--- LISTED ENTRIES Enclosed Below ---

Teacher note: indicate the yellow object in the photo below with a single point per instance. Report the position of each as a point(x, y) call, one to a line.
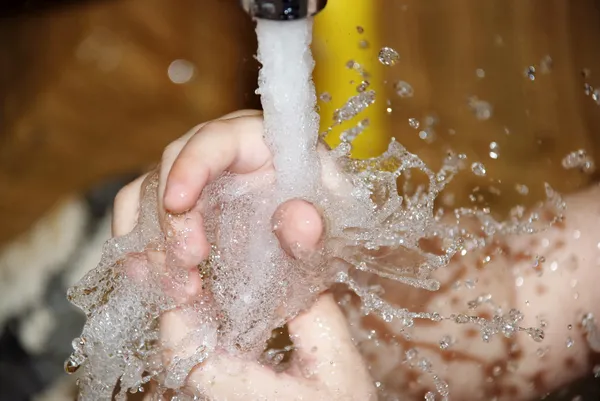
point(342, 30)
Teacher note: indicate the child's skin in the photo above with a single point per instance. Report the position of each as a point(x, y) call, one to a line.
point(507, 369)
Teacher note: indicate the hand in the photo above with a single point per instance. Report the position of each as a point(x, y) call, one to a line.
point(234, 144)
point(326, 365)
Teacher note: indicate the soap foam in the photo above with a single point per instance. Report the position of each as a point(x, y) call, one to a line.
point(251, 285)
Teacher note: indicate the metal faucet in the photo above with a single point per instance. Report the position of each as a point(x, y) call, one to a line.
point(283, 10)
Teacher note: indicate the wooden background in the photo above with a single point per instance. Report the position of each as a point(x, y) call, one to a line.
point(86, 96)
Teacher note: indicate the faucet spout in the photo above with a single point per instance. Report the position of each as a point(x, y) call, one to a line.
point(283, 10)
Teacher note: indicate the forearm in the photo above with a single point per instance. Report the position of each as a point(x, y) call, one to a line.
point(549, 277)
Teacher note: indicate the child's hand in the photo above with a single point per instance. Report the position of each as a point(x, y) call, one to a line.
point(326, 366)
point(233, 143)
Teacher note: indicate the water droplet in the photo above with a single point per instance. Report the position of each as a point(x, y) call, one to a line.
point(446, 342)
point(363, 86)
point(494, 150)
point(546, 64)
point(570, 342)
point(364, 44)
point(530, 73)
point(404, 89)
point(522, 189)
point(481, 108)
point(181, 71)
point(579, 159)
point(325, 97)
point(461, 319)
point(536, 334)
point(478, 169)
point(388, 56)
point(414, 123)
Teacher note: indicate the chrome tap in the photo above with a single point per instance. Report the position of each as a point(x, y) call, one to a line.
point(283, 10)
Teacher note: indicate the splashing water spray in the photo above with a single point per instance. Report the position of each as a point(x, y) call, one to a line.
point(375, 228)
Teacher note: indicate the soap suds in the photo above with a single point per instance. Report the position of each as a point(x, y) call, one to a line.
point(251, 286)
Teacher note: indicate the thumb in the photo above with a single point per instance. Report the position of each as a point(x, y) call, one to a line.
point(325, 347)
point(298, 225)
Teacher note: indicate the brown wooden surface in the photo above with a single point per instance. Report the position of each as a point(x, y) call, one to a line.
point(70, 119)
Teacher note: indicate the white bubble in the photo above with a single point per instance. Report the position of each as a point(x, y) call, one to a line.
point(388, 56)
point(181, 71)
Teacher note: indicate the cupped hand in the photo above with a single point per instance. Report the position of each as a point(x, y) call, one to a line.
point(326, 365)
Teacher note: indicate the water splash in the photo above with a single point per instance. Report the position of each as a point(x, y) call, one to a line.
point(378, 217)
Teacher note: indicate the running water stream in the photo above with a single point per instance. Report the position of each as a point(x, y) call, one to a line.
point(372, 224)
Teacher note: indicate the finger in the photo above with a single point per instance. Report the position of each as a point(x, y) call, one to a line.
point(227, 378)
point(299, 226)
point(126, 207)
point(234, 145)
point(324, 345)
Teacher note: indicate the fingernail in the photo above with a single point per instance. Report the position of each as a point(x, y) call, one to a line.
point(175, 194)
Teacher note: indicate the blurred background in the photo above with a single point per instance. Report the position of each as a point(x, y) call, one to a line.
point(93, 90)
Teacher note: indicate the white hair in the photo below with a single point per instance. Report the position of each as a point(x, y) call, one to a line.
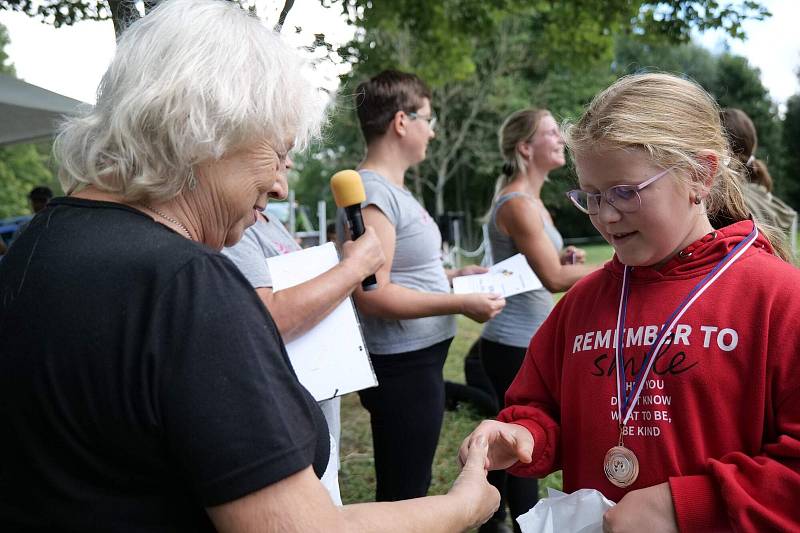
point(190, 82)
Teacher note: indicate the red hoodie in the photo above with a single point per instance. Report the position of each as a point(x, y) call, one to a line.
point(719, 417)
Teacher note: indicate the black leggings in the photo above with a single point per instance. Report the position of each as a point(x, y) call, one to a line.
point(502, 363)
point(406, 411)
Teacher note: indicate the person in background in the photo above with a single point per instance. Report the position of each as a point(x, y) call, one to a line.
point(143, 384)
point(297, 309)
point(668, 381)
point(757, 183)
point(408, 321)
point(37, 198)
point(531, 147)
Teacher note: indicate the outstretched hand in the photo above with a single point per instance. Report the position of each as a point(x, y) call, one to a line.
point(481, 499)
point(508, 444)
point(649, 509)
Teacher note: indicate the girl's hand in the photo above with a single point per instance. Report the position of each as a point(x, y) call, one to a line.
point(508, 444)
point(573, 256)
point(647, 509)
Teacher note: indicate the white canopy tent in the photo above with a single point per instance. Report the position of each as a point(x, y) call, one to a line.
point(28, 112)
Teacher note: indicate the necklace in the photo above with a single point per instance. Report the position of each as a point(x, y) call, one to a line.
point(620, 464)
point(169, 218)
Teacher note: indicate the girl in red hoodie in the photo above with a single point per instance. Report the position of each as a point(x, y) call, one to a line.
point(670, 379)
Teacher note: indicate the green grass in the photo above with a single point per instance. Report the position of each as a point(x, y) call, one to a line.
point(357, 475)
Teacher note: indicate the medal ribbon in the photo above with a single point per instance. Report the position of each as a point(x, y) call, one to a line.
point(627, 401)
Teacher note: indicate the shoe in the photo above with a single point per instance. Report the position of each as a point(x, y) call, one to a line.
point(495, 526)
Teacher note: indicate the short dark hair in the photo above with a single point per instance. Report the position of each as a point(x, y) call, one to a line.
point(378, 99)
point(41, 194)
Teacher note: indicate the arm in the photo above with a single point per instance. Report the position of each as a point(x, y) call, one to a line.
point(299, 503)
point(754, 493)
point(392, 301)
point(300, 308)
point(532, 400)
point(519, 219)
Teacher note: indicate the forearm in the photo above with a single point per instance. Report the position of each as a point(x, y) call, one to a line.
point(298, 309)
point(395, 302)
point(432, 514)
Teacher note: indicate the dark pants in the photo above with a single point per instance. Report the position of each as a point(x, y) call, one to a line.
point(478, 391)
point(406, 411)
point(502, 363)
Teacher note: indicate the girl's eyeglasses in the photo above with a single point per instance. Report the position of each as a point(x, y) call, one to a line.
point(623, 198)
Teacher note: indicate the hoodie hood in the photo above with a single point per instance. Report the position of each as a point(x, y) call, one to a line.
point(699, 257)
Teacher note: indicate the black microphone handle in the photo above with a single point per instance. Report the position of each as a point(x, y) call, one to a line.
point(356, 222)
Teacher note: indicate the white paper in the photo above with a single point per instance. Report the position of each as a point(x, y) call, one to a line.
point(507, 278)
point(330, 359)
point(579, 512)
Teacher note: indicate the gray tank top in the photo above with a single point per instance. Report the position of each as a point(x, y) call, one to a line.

--- End of Enclosed LISTED ENTRIES ---

* YOUR OBJECTIVE
I'd like every record printed exactly, with the pictures left out.

* ANSWER FOR THIS EXERCISE
Teacher note: indicate the yellow object in the photo below with a single point per instance. Report the position of each as a point(x, y) call, one to a line.
point(342, 30)
Teacher note: indicate the child's skin in the photo above with a single point per instance. Report the position of each as a point(x, y) call, one to a line.
point(507, 369)
Teacher note: indicate the hand in the photo above with a single point per instance. Report the position of each as a point(x, y) call, one to a line.
point(234, 144)
point(326, 365)
Teacher note: indicate the soap foam in the photo above with a single point per instance. Report the position of each as a point(x, y) call, one to a line.
point(251, 285)
Teacher note: indicate the metal faucet in the photo above with a single point per instance. Report the position of each as a point(x, y) call, one to a line.
point(283, 10)
Teacher note: indicate the wooden background in the photo above with a single point per instance. Report the position of each as a point(x, y) call, one to a line.
point(86, 96)
Teacher note: indicate the faucet spout in the photo above with a single point per instance. Report the position of each as a point(x, y) call, one to a line.
point(283, 10)
Teacher note: indicate the forearm in the photo above with a single point per instance. Report the position of each as a point(x, y) call, one to a line.
point(549, 277)
Teacher note: indicate the child's hand in the photo above with a single point per instance. Report the position of each as a point(x, y) call, one to a line.
point(326, 366)
point(233, 143)
Teacher note: indicate the water droplet in the photo above with a single point per instance. Report the position of each as a point(x, y) call, one to a line.
point(446, 342)
point(363, 86)
point(494, 150)
point(546, 64)
point(570, 342)
point(364, 44)
point(530, 73)
point(404, 89)
point(522, 189)
point(481, 108)
point(181, 71)
point(579, 159)
point(325, 97)
point(461, 319)
point(536, 334)
point(478, 169)
point(388, 56)
point(414, 123)
Teacher note: indicate the chrome tap in the photo above with a single point per instance. Report the position of each as a point(x, y) call, one to a line.
point(283, 10)
Teacher note: indicate the splashing water spray in the photo above with a single point per instance. Report the position of each as a point(x, y) call, one to a line.
point(375, 228)
Teacher note: indicate the soap suds in the photo above with a single point per instance. Report the position of each as a point(x, y) call, one to a line.
point(251, 286)
Teacher note: indicate the thumb in the photo above with a single point per instance. Report the position of each as a point(x, y) call, one to a line.
point(325, 347)
point(298, 225)
Teacher note: indicate the brown wooden surface in the photo above with a single point per instance. Report the position of each as a point(x, y) call, one to a line.
point(70, 119)
Teacher note: indicate the white bubble in the photo above with a single point per instance. Report the position of each as a point(x, y) call, one to a line.
point(388, 56)
point(181, 71)
Teacher note: indicate the cupped hand in the photo above with a single point per instance. Report the position of each as a point(x, y) call, one to a line.
point(326, 365)
Teacher note: indicate the water splash in the photo above with a single point per instance. Report the position of each as a point(x, y) call, one to a line.
point(378, 217)
Teacher note: indicate the running water stream in the photo above with a single point per instance. Report the position of each as a point(x, y) call, one to a line.
point(372, 224)
Teacher note: indicate the finger in the photo above with a single point per instance. Report the position of each as a point(x, y) call, one to a line.
point(227, 378)
point(299, 226)
point(126, 207)
point(234, 145)
point(324, 345)
Teacher note: indicate the fingernail in the photo above with a single point per instance. Report the position of each as a point(x, y) call, one to a line.
point(175, 194)
Teacher note: indicate the blurred background in the photo above with a single point per instance. Report the position of each as a point(x, y) call, one to a line.
point(93, 90)
Teacher note: indicate the white hair in the photo below with a single point per instance. Report the position of each as a point(x, y) call, one to a line.
point(190, 82)
Teacher note: indicate the red hoodie in the photo above with a single point per instance. Report the position of each as a point(x, y) call, one to a line.
point(719, 417)
Teacher note: indicate the black leggings in the photo above with a single point per instance. Report the position of each as a point(x, y) call, one to a line.
point(502, 363)
point(406, 411)
Teacher note: indicate the person in background in the photo above with a single point per instance. Report the position of each as a point(x, y) call, one to a line.
point(143, 384)
point(297, 309)
point(668, 381)
point(757, 183)
point(408, 321)
point(37, 198)
point(531, 147)
Teacher note: indicate the outstretched hand in the photo above with a single point per instance. Report the position of each as a point(x, y) call, one to a line.
point(481, 499)
point(508, 444)
point(649, 509)
Teacher note: indicate the girl's hand in the photo above with a single point per instance. Report the position of each as a point(x, y) call, one to a line.
point(508, 444)
point(573, 256)
point(647, 509)
Teacher note: indicate the white canopy tent in the photo above with a single point per instance. Report the position of each as a point(x, y) call, one to a line.
point(28, 112)
Teacher note: indicate the necklace in the photo above with a single point per instance. Report the position of each as a point(x, y) call, one to a line.
point(620, 464)
point(169, 218)
Teacher note: indicate the girl in red hoodie in the photo above with a single point per instance. Report the position of each as a point(x, y) call, one to a line.
point(670, 379)
Teacher note: indicate the green grass in the photo above with a single point per instance. Report the position of each as a point(x, y) call, one to a line.
point(357, 475)
Teacher note: indicate the medal ribbon in the photo above with a single point per instance. Report the position of each as a point(x, y) call, one to a line.
point(627, 401)
Teacher note: indicate the shoe in the photo above with a single point per instance. Report the position of each as a point(x, y) call, one to a line.
point(495, 526)
Teacher note: indicate the short dark hair in the photo above with a single point per instance. Report the position of each as a point(x, y) call, one to a line.
point(378, 99)
point(41, 194)
Teacher note: indicate the arm in the photo above with a single point per instance. Report the position of each as a point(x, y) call, one to a line.
point(299, 503)
point(754, 493)
point(392, 301)
point(300, 308)
point(532, 400)
point(519, 219)
Teacher note: indicate the forearm in the photo above with a single point per instance. Report the position of each as a point(x, y) call, one to a line.
point(298, 309)
point(395, 302)
point(432, 514)
Teacher note: indicate the dark pants in the photo above with a single point per instance. Report the position of each as a point(x, y) call, one to a line.
point(478, 391)
point(406, 411)
point(502, 363)
Teacher note: indicate the girl's eyeglasses in the photo above with a single point per instance. Report the position of each as a point(x, y) call, one to a line.
point(623, 198)
Teacher note: indicate the hoodie hood in the photo above with a single point per instance. Report the position of each as a point(x, y) call, one to a line.
point(699, 257)
Teacher note: indicate the black microphone handle in the photo above with a single point per instance. Report the position of each as a point(x, y) call, one to a line.
point(356, 222)
Teacher note: indicate the white paper in the photo above with a single point per instance. Report the position of each as a point(x, y) call, one to a line.
point(507, 278)
point(330, 359)
point(579, 512)
Teacher note: indicate the gray tank top in the photo above with a single point per instance. Report the position of each as a point(x, y) call, one to a line.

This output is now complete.